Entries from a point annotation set

________________________

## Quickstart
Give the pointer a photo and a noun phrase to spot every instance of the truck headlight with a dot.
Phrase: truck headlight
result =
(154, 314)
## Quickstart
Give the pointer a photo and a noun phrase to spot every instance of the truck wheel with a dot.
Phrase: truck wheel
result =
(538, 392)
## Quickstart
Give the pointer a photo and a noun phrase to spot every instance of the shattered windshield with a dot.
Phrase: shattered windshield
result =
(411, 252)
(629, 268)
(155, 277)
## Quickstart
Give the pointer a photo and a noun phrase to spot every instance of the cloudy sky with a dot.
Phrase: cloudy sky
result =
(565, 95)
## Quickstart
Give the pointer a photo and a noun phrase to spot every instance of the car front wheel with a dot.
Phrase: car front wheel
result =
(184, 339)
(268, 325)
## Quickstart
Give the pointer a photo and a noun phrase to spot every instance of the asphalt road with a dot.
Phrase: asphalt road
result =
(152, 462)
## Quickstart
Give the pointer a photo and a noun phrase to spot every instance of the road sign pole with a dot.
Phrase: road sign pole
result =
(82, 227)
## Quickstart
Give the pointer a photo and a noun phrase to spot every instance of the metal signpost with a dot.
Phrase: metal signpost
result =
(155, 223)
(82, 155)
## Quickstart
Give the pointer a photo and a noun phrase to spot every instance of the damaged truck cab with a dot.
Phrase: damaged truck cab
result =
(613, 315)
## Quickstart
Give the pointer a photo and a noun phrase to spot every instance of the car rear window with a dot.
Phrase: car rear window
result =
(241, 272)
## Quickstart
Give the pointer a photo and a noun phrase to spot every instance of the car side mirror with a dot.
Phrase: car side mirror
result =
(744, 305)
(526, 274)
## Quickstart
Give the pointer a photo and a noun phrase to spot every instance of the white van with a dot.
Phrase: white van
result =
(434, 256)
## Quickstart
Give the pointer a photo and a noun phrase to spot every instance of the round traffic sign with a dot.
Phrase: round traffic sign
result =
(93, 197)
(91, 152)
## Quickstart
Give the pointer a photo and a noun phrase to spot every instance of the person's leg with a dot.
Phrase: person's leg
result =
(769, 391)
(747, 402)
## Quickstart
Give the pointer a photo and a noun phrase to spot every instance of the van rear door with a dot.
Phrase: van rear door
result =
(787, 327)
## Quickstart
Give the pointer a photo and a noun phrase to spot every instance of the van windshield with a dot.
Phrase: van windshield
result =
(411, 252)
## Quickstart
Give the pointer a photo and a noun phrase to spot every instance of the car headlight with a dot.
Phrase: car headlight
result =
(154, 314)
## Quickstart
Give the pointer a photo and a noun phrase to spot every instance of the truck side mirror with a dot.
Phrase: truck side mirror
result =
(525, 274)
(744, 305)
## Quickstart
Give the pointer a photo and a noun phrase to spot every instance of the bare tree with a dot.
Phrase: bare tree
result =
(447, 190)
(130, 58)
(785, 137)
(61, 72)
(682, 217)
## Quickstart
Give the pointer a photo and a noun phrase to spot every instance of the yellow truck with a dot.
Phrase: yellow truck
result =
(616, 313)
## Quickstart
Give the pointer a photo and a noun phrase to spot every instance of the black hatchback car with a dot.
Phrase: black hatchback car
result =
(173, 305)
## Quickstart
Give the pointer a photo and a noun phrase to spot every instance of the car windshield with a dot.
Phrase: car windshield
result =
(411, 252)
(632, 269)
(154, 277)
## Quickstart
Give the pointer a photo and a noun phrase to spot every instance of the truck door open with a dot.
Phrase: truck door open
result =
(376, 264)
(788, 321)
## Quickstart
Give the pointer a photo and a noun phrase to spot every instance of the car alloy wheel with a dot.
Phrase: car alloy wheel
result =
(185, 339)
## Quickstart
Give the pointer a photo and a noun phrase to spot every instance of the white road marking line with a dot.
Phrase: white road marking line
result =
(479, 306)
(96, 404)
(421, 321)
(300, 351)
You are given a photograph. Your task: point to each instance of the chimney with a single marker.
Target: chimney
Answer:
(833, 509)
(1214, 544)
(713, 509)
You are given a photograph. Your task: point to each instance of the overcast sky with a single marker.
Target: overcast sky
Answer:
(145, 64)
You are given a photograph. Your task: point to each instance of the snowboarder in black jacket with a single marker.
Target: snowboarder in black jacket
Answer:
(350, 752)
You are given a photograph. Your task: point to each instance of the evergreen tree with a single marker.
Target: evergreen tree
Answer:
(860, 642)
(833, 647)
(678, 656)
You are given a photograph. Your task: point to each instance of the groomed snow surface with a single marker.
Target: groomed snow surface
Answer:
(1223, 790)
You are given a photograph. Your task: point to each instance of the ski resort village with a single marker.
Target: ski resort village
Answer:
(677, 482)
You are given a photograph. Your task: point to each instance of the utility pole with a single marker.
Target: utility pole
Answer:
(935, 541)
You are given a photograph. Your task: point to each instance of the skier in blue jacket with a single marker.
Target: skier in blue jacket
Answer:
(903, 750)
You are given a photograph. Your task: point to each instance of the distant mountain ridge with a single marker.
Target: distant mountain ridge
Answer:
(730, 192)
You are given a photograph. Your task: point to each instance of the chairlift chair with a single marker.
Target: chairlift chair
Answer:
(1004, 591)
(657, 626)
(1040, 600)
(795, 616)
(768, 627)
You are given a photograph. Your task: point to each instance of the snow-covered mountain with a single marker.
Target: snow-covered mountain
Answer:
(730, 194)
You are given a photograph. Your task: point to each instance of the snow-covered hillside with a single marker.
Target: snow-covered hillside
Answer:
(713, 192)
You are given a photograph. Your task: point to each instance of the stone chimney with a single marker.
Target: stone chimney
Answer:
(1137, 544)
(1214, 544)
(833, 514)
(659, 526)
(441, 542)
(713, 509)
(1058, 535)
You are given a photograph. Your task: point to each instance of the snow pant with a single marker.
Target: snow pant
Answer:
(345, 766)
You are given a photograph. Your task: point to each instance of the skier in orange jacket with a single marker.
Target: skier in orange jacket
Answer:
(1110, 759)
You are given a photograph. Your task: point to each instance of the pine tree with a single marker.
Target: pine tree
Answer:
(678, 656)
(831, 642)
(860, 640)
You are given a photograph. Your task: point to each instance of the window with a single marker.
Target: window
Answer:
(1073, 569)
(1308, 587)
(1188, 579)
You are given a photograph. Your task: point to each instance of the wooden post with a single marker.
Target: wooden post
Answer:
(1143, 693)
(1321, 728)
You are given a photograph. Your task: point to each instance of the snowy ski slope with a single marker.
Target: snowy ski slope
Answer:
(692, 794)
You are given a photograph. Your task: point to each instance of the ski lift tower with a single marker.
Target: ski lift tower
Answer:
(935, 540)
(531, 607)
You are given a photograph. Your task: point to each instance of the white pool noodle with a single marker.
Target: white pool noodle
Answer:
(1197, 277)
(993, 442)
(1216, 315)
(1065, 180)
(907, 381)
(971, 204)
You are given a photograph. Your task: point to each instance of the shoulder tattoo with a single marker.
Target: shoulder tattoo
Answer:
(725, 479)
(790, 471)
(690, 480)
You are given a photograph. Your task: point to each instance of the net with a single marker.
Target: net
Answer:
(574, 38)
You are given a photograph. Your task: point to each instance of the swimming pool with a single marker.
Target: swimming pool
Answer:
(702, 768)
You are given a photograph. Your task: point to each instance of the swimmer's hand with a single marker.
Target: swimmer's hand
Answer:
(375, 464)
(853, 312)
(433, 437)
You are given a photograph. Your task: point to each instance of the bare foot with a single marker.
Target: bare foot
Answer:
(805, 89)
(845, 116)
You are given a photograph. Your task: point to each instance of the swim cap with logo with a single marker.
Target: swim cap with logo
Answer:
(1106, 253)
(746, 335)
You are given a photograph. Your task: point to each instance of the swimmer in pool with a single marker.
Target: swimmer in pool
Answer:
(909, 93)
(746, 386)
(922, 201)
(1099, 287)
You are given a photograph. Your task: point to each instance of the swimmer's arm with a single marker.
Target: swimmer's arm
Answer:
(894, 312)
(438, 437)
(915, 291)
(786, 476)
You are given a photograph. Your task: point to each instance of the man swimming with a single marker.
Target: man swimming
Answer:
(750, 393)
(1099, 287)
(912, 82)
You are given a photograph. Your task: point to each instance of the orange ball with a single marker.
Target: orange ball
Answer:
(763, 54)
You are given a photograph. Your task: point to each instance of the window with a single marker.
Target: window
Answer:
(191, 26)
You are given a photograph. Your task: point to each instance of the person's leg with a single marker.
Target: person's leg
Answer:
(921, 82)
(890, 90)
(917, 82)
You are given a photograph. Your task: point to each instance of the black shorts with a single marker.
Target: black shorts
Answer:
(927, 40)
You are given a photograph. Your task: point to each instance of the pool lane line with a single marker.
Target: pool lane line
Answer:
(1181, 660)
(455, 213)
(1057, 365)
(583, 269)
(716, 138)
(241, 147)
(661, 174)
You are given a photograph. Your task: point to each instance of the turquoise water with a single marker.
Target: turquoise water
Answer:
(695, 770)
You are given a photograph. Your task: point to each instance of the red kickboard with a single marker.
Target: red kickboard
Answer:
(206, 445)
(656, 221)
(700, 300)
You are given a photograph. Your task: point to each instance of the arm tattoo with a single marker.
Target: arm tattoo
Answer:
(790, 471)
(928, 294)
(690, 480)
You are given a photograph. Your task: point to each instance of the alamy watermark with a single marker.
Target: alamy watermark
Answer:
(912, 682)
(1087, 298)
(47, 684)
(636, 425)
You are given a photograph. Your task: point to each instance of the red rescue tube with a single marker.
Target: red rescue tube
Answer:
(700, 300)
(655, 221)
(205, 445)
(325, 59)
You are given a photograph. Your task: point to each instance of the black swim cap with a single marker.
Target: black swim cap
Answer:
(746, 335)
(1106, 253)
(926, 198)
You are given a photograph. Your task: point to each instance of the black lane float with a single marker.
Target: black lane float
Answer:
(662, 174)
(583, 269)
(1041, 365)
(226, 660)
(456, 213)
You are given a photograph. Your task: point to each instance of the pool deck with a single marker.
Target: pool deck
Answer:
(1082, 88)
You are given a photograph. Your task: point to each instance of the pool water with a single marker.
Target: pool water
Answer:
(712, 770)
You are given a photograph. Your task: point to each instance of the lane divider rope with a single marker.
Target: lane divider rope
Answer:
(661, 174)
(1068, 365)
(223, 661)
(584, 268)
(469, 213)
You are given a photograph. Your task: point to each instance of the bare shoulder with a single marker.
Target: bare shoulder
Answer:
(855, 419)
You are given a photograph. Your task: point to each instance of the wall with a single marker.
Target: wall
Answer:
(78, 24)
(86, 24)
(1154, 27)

________________________

### Given instruction
Copy only the stretch running from the line containing "arm tattoo with a single marker." to the final line of the entries, both ends included, exactly as it stands.

### Output below
You are given a photograph. Your task: point to each instance of the arm tattoo with a single marker.
Target: arm tattoo
Answer:
(790, 471)
(928, 294)
(690, 480)
You are given a photograph. Your task: point to each instance of the alamy watermark with a single marker.
Target: alamy watermark
Answer:
(912, 682)
(1087, 298)
(47, 684)
(636, 425)
You are given a photograph. Your task: point to each instance of the red rescue tube with a single marker.
Target: red rescue tube
Answer:
(700, 300)
(655, 221)
(205, 445)
(325, 59)
You are given a photograph. Your task: point to each instance of the black swim cap with a single marker.
Target: black swim cap
Answer:
(746, 335)
(1106, 253)
(926, 198)
You are given a photograph. Your task: point to each instance of the black lane float with a single marker.
Target: black lane float
Answer:
(662, 174)
(583, 269)
(1041, 365)
(226, 660)
(456, 213)
You are given a photograph. Your task: point to each instance of the pool deck with a single marker.
Target: pool deck
Answer:
(1082, 88)
You are given a photograph. Your task: point to each instance of the pool water with a single marker.
Target: pool water
Answer:
(712, 770)
You are given a photograph. Your task: point to each instance of the lane divider rope with a single marker.
Target: lane divider rope
Answer:
(661, 174)
(1068, 365)
(223, 661)
(584, 268)
(469, 213)
You are given a photograph. Your task: point to each instance of the bare shoulder with a single marker.
Target: bare shoulder
Answer:
(855, 419)
You are given a photograph. Your task: point to each instance of the wall with a single marker.
Target: wall
Answer:
(78, 24)
(86, 24)
(1154, 27)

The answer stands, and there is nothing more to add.